• Ausgangstext:
========

Liebling der Saison
W. R. Wagner / pixelio.de
Man ist ja ein kulturell interessierter Mensch und geht ab und zu ins Theater, um etwas über das Leben zu lernen. Neulich gab es: „Der blaue Engel“, 1930 grandios verfilmt mit Marlene Dietrich und Emil Jannings.
von Claudia Auffenberg
Es ist die Geschichte einer unglücklichen Liebe zwischen der feschen Lola, einer Revuesängerin, und Prof. Rath, einem Gymnasiallehrer,den seine Schüler – und schon bald sogar Lola – „Prof. Unrath“ nennen. Man könnte die Geschichte auch so erzählen: Zwei Menschen, die ihr eigenes Leben hassen, ketten sich aneinander in der irrigen Hoffnung, der jeweils andere würde ihn/sie aus dem persönlichen Elend ziehen. Die Sache scheitert dramatisch. Irgendwie bedrückt verlässt man das Theater.

========

• Bereitgestellte Datensätze:
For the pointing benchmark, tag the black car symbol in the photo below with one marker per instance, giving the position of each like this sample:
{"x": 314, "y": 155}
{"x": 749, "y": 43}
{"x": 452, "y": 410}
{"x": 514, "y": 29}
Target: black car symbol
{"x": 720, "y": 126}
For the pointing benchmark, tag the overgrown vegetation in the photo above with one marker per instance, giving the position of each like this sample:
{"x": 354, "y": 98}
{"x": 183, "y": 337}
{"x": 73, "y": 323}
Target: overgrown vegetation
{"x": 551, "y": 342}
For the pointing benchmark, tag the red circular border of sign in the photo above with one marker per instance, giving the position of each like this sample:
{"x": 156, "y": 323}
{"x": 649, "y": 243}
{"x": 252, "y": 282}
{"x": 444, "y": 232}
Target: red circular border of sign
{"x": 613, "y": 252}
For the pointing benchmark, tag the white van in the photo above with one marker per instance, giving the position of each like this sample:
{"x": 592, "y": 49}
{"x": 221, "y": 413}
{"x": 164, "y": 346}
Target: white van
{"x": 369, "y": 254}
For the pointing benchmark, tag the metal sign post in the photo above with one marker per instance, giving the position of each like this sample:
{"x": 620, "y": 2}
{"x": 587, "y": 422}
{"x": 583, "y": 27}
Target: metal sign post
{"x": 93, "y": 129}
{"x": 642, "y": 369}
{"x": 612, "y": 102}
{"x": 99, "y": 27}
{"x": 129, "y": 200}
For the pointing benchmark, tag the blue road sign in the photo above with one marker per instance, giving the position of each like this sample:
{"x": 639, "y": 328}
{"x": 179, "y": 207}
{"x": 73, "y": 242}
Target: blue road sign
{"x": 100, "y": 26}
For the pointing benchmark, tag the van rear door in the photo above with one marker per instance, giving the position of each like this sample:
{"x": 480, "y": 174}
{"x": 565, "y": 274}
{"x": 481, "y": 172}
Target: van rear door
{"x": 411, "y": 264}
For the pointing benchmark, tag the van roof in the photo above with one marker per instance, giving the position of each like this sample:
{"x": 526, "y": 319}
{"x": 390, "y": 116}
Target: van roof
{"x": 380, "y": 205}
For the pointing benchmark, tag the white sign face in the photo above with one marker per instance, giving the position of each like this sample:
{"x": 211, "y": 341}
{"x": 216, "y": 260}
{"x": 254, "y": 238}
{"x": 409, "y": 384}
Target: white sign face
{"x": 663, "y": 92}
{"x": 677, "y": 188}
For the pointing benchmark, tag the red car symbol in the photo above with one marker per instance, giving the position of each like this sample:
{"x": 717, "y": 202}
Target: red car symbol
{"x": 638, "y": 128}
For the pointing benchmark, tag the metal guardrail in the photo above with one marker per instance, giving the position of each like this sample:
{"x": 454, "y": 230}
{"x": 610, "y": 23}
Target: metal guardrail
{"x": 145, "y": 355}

========

• Aufgaben bearbeiten:
1. Beantworten Sie anhand des Ausgangstexts die folgenden Fragen:
(a) In welchem Jahr wurde „Der blaue Engel“ verfilmt?
(b) Als was tritt Lola auf?
(c) Welchen Spitznamen geben die Schüler Prof. Rath?
2. Geben Sie den Abschnitt des Ausgangstexts beginnend mit „Liebling der Saison“ und weiter bis „man das Theater.“ erneut wieder und tauschen Sie darin „Revuesängerin“ gegen „Varietésängerin“ aus.
Die Datensätze stammen aus einer anderen Quelle als der Ausgangstext.

• Antworten je Aufgabe:
1.
(a) 1930
(b) Als Revuesängerin
(c) „Prof. Unrath“

2.
Liebling der Saison
W. R. Wagner / pixelio.de
Man ist ja ein kulturell interessierter Mensch und geht ab und zu ins Theater, um etwas über das Leben zu lernen. Neulich gab es: „Der blaue Engel“, 1930 grandios verfilmt mit Marlene Dietrich und Emil Jannings.
von Claudia Auffenberg
Es ist die Geschichte einer unglücklichen Liebe zwischen der feschen Lola, einer Varietésängerin, und Prof. Rath, einem Gymnasiallehrer,den seine Schüler – und schon bald sogar Lola – „Prof. Unrath“ nennen. Man könnte die Geschichte auch so erzählen: Zwei Menschen, die ihr eigenes Leben hassen, ketten sich aneinander in der irrigen Hoffnung, der jeweils andere würde ihn/sie aus dem persönlichen Elend ziehen. Die Sache scheitert dramatisch. Irgendwie bedrückt verlässt man das Theater.